**REQUIREMENT:** Show each line in the material below that contains the word "cowling". Only matches with the same upper and lower case count.

=-=-=-=-=

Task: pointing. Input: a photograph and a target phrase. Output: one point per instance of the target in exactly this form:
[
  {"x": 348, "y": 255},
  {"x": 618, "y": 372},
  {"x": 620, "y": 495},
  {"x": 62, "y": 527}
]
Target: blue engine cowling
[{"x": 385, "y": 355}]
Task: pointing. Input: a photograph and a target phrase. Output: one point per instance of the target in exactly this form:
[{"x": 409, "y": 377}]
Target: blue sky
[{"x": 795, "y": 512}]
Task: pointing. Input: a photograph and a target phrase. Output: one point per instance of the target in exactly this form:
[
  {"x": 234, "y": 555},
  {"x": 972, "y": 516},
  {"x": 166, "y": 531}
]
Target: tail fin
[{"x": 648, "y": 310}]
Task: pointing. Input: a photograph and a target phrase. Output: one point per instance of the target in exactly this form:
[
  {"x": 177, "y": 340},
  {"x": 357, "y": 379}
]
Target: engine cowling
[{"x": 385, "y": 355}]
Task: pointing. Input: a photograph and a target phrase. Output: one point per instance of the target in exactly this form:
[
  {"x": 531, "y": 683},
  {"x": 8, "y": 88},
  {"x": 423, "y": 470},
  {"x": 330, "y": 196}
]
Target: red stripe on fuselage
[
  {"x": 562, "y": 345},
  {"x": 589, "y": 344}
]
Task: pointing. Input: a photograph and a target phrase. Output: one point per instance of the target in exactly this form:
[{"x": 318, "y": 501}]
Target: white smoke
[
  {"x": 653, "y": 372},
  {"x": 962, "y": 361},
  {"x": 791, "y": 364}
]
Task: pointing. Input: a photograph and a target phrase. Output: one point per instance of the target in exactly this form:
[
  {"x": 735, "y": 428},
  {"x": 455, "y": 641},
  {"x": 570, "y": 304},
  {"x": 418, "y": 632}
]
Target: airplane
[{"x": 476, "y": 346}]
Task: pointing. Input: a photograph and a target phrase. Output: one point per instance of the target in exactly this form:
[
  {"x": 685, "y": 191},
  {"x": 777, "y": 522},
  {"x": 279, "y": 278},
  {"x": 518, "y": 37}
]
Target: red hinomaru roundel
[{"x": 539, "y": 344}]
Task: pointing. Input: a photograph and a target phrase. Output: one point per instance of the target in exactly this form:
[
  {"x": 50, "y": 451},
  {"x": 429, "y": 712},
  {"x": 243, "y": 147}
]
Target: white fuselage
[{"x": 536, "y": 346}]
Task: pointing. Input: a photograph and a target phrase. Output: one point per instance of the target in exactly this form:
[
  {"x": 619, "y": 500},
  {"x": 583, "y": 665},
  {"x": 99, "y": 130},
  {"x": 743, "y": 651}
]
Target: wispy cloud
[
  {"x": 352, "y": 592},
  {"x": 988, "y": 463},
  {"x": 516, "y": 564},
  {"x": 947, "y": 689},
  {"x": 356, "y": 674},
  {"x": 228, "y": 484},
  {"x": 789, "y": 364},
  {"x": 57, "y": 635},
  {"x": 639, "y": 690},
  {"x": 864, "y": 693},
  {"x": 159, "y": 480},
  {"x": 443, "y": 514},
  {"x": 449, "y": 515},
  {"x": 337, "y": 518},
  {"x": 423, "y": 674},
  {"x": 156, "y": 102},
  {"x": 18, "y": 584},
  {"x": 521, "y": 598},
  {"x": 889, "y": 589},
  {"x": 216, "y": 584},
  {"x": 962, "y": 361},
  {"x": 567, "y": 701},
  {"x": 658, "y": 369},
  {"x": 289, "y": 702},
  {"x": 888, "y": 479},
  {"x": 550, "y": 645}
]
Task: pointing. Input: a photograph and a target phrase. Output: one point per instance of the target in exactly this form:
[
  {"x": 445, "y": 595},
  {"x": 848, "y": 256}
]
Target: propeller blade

=-=-=-=-=

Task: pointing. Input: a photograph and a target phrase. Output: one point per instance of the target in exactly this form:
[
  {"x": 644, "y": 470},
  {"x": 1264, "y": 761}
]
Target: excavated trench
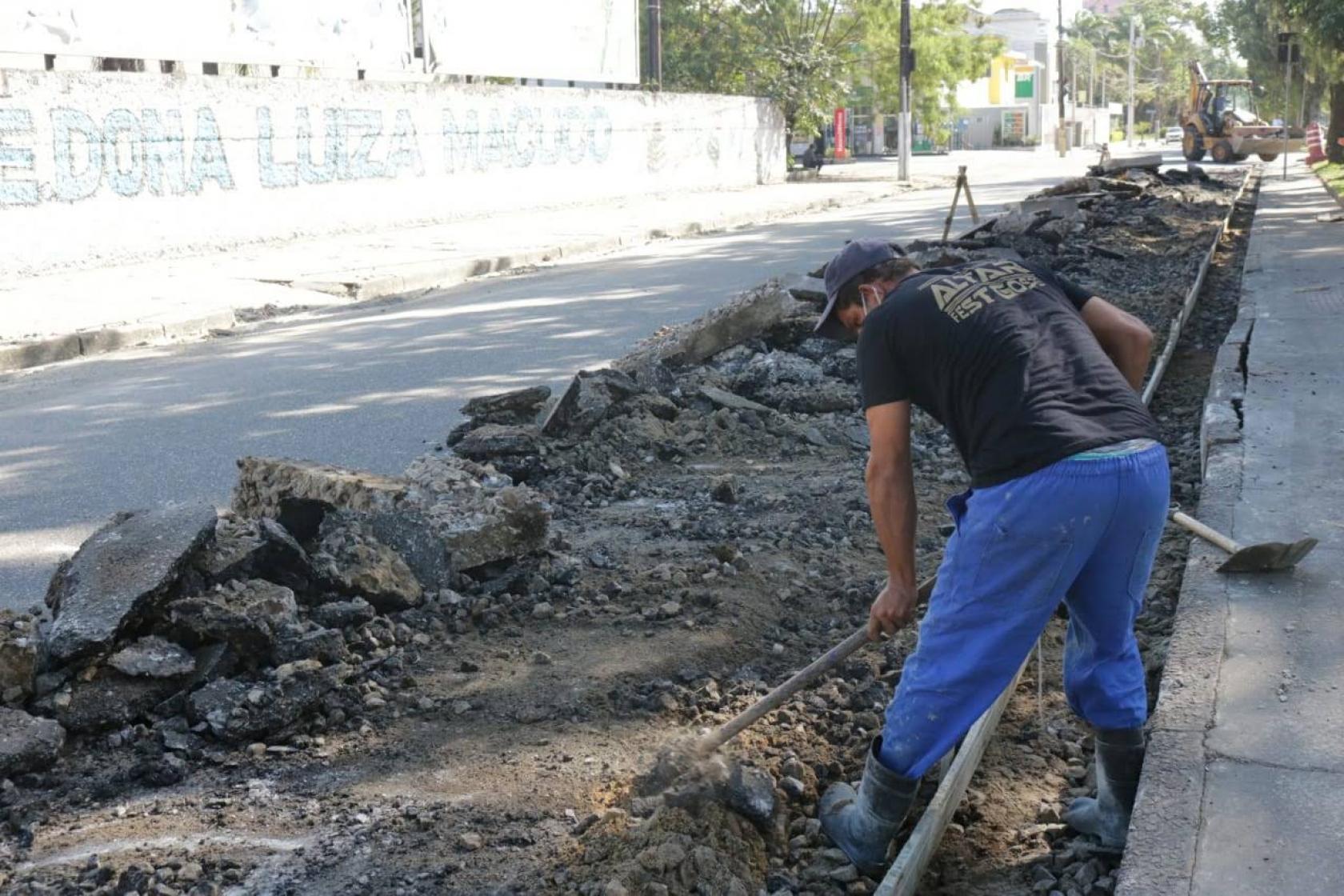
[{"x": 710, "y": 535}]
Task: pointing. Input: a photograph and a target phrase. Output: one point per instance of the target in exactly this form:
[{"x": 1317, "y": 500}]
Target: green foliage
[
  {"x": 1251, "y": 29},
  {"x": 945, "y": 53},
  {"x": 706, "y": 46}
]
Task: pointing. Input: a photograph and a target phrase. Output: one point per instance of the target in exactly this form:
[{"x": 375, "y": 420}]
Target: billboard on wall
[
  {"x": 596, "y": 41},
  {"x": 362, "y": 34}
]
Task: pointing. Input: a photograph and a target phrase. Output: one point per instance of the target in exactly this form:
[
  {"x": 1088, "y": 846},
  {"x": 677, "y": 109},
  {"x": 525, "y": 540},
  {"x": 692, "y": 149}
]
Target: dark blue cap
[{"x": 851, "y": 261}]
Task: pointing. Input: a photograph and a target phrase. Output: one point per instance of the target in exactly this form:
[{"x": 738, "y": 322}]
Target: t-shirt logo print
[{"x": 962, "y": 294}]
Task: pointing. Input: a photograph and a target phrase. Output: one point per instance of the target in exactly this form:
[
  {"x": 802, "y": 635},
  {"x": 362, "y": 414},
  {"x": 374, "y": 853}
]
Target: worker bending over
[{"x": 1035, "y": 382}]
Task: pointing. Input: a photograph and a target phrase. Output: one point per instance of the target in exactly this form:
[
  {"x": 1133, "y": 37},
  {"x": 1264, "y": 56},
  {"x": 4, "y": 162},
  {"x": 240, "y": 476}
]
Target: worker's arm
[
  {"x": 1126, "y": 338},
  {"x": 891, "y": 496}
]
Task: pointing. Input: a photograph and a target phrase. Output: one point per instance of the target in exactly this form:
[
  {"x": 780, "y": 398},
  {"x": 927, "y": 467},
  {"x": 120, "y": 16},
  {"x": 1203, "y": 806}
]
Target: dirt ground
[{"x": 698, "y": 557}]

=-=-=-=-=

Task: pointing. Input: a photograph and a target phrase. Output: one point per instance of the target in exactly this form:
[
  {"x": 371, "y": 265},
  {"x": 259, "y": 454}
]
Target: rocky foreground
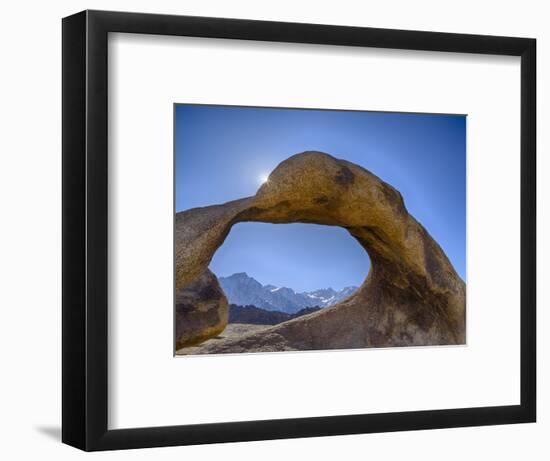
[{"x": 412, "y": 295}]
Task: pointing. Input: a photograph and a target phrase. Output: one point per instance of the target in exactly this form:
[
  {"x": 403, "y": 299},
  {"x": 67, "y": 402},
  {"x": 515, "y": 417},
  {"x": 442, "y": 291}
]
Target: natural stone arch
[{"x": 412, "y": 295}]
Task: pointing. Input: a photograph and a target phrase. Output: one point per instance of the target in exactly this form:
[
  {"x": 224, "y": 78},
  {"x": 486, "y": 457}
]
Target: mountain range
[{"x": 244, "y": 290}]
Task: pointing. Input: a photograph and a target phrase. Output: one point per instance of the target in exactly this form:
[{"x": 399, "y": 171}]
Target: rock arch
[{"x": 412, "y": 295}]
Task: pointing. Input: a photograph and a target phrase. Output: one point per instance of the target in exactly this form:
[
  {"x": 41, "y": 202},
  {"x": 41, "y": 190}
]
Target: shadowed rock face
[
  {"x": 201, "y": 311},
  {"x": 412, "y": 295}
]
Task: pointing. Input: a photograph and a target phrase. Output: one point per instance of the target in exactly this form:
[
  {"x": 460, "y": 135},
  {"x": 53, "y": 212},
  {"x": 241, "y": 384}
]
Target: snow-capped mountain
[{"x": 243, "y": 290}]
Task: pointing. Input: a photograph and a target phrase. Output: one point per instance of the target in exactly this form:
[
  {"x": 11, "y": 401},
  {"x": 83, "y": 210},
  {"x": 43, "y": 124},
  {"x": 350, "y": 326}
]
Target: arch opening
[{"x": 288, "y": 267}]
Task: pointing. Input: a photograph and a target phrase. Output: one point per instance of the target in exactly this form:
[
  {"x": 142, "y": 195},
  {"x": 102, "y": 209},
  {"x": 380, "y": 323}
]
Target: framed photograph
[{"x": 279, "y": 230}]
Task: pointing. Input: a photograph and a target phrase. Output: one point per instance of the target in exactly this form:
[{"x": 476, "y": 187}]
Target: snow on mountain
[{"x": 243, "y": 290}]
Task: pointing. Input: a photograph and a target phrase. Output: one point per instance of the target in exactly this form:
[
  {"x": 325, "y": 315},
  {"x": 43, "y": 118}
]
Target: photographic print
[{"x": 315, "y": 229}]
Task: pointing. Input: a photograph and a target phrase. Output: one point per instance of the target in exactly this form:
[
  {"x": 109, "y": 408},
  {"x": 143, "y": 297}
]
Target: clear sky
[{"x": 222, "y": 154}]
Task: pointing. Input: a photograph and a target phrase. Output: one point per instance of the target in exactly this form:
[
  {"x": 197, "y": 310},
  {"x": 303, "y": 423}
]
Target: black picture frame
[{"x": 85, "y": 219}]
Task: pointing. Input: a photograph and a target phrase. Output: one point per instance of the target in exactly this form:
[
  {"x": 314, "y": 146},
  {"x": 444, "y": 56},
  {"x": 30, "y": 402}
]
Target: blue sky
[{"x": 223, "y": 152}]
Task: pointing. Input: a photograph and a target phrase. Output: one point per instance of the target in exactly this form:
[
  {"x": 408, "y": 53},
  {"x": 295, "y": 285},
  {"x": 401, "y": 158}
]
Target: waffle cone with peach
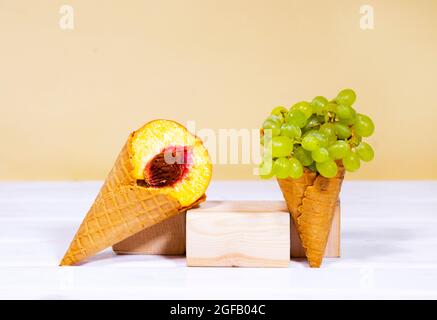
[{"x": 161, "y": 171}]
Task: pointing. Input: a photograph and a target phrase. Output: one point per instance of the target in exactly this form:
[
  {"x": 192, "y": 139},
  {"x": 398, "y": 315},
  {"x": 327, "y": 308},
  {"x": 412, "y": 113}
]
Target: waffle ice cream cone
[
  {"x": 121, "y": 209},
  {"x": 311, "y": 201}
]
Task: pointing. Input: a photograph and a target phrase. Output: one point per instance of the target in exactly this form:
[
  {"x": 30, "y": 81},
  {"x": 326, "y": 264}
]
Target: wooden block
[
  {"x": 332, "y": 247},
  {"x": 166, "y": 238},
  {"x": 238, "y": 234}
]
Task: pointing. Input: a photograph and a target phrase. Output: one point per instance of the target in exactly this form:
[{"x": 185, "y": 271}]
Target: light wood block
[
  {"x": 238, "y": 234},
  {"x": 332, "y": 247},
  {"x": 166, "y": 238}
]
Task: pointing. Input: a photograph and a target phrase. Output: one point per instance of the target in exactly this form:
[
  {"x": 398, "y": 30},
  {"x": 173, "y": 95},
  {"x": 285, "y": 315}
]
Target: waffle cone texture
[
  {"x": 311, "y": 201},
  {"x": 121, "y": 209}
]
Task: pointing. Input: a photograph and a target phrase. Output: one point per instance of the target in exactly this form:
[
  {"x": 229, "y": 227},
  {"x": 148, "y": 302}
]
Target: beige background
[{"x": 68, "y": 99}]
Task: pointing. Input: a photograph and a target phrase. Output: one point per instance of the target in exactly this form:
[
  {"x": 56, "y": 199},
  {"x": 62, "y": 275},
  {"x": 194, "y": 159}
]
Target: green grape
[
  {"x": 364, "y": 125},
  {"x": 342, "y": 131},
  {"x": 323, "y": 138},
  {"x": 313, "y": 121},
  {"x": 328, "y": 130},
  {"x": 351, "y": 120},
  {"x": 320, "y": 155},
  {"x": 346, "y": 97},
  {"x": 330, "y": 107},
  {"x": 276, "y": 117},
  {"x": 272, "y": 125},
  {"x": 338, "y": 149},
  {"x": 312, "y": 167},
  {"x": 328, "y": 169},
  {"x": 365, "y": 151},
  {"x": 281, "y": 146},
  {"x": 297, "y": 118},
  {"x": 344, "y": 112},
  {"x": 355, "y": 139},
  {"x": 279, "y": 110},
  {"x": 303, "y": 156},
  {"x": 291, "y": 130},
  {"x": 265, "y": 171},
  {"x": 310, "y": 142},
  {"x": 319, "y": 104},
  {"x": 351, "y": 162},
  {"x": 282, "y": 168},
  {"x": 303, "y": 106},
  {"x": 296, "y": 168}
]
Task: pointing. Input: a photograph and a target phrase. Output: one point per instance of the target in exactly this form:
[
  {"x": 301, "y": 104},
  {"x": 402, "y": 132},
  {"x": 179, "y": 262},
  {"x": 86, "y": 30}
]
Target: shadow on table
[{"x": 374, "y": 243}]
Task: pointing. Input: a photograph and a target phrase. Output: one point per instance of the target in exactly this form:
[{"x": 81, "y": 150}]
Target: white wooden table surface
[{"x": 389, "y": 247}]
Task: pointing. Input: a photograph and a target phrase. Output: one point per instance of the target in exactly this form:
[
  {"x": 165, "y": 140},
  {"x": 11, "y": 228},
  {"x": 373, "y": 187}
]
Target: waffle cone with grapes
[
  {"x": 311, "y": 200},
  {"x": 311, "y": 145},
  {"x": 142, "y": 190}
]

=-=-=-=-=

**REPLY TO THE EXERCISE:**
Target: blue engine cowling
Target: engine cowling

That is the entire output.